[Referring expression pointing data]
○ ○ ○

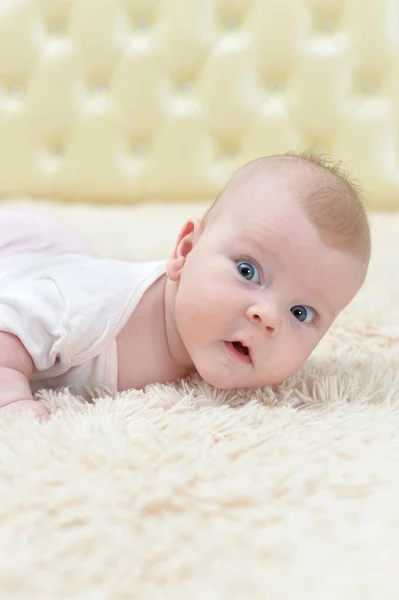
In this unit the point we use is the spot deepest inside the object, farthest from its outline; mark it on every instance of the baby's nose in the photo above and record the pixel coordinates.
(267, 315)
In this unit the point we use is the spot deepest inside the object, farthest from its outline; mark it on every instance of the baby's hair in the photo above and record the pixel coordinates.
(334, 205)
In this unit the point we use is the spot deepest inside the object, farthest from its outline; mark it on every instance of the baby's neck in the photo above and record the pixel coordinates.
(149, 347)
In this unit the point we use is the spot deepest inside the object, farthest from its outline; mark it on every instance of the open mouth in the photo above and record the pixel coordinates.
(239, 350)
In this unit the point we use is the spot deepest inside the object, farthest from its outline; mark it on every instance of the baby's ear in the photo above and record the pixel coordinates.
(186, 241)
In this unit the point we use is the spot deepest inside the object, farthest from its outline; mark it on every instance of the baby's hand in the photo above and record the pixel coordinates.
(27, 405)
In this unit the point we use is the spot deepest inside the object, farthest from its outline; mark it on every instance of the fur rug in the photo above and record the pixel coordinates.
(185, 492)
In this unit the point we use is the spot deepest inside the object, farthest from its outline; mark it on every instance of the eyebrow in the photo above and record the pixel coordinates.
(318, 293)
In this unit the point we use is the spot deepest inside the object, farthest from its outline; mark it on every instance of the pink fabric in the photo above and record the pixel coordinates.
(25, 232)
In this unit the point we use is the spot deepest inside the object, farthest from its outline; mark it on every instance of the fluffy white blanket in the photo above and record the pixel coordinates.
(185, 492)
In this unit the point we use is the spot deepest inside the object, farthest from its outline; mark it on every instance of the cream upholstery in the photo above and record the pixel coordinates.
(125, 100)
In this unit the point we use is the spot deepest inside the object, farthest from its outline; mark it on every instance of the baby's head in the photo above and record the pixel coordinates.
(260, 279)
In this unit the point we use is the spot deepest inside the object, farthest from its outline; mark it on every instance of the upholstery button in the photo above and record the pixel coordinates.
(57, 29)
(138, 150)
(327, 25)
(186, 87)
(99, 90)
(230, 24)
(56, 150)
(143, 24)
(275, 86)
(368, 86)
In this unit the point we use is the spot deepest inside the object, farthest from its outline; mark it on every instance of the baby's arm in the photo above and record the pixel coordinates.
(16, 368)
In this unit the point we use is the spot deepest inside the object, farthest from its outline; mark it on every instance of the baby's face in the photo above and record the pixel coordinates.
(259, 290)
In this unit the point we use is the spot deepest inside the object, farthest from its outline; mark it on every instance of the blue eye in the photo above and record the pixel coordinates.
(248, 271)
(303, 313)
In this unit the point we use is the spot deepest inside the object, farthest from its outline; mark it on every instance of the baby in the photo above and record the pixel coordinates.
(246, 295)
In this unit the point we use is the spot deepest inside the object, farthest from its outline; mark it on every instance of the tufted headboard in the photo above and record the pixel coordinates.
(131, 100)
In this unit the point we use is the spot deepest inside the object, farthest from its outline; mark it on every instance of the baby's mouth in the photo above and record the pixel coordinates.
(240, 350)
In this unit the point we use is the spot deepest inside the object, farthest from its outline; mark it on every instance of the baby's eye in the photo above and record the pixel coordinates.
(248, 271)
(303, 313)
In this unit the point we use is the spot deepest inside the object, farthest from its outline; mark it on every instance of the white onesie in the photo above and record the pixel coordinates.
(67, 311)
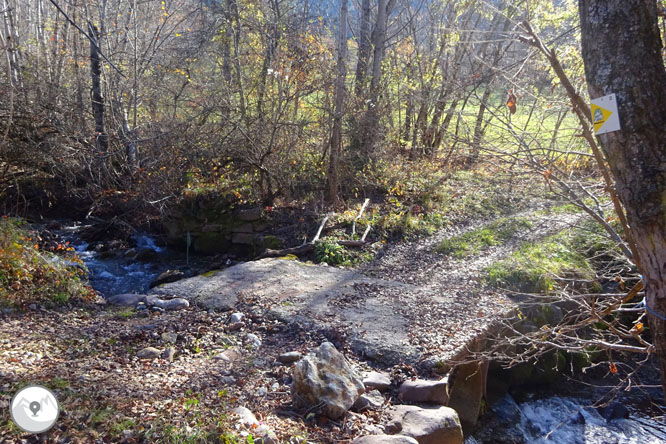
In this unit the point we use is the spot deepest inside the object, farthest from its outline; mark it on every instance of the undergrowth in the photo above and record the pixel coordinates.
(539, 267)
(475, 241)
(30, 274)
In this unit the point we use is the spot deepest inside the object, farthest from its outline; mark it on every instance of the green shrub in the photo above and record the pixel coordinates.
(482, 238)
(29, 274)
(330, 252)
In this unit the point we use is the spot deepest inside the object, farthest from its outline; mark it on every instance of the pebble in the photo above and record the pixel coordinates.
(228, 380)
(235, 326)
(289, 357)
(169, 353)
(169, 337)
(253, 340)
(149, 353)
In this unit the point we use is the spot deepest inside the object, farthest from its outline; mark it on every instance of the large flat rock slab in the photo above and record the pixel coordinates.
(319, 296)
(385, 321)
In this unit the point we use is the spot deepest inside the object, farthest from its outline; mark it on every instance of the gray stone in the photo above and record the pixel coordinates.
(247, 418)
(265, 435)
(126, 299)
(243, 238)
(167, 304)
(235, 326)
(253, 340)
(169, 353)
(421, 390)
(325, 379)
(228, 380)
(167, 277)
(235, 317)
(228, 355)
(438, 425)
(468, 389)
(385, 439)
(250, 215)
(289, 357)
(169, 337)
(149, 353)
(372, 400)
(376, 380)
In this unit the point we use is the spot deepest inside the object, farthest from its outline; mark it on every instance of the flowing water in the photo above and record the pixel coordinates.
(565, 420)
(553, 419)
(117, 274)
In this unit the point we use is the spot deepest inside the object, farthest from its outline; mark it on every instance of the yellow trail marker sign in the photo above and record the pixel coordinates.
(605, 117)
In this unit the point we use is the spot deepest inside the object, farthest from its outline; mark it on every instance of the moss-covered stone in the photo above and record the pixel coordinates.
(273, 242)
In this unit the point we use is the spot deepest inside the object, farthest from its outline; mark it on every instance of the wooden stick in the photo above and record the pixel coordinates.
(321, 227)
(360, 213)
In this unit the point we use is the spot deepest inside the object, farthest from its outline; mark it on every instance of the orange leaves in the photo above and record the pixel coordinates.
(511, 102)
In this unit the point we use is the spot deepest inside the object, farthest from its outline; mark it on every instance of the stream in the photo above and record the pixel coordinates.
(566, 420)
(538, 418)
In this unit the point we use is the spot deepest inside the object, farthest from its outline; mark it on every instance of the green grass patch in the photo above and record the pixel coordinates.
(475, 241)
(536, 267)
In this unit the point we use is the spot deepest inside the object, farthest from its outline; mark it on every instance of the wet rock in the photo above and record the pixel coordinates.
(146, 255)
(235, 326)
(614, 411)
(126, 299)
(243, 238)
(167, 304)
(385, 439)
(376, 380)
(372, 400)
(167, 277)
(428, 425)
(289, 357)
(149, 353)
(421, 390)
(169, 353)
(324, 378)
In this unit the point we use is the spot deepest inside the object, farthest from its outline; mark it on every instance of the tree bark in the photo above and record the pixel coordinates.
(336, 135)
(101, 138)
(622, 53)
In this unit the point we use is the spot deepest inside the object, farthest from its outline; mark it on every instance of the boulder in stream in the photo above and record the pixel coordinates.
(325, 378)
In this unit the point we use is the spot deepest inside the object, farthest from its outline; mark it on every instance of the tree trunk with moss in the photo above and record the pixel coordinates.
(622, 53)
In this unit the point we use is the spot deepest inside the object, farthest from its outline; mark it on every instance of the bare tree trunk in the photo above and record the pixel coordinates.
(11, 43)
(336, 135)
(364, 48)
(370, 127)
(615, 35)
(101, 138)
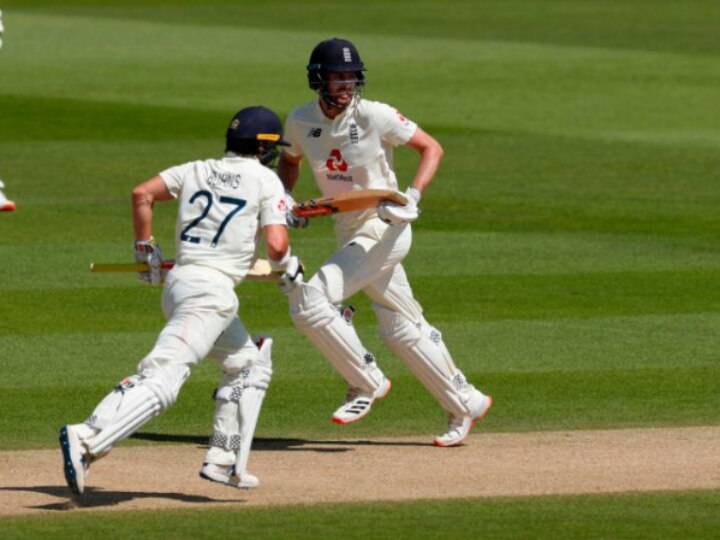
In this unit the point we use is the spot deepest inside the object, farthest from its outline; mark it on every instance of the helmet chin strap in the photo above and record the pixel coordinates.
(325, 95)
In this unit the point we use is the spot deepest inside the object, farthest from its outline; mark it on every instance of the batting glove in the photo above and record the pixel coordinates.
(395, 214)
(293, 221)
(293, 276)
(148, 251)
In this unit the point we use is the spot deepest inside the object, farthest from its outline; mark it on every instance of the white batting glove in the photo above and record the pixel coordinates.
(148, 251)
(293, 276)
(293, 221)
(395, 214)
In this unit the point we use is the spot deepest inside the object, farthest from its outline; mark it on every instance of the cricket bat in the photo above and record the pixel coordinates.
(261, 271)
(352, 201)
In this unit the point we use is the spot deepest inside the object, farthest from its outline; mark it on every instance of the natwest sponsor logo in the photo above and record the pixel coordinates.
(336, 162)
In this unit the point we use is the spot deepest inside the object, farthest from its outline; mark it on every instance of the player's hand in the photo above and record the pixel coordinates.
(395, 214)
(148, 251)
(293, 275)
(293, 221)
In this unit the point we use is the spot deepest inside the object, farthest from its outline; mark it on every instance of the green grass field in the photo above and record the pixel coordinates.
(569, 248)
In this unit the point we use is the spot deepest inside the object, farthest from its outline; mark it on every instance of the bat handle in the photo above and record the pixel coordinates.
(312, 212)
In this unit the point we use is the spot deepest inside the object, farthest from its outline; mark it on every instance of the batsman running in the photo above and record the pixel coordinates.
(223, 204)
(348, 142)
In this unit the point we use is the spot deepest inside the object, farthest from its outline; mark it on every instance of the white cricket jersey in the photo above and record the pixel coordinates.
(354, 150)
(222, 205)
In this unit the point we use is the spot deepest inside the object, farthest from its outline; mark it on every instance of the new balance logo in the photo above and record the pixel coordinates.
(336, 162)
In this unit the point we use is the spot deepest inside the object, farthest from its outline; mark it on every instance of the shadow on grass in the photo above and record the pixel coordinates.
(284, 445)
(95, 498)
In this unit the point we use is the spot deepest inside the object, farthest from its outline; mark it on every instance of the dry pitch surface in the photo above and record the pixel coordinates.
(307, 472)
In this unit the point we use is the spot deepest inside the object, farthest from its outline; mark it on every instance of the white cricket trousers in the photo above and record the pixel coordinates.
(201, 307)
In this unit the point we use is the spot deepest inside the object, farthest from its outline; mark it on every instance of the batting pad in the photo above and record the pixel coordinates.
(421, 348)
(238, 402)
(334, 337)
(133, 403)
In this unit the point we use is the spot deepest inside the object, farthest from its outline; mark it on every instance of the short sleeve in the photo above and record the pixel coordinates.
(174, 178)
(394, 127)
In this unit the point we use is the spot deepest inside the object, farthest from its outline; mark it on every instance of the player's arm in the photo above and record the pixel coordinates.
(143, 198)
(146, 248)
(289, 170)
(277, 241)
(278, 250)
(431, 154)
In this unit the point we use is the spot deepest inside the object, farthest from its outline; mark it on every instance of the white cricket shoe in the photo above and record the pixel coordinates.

○ ○ ○

* REQUIRED ACTION *
Return exactly the lines from the line holding "white cricket trousers" to the last line of the data, with both of those lines included and nothing added.

* RESULT FOR THIS EXERCISE *
In this unit the point we use is the spot deepest inside the object, farthest from its outline; mark it on every instance of the white cricket trousers in the photo above and record the pixel coordinates.
(201, 307)
In this unit the point we use is the spot deepest inside the object, farthest from its outline; mark it on every instance of the batting pad in the photo above and record the pixel coordinates.
(421, 348)
(238, 402)
(334, 337)
(133, 403)
In this unit the point we use is the spot deepest inside the object, farthest from its outline; mark it on every instance of the short sleeve in the photo above and record the pixel coordinates.
(174, 178)
(394, 127)
In this unit the point we use is the spot deepest inside the object, farthest from its outline; mark it on every instance of the player's arm in the photo above and record the pixel coordinates.
(143, 198)
(146, 248)
(289, 170)
(277, 241)
(278, 250)
(431, 154)
In this unit the point we use is the spot deepest inside the object, farthest from its outline; mark it on every instance of the white cricket shoe in the photo above and record the pixel coordinates.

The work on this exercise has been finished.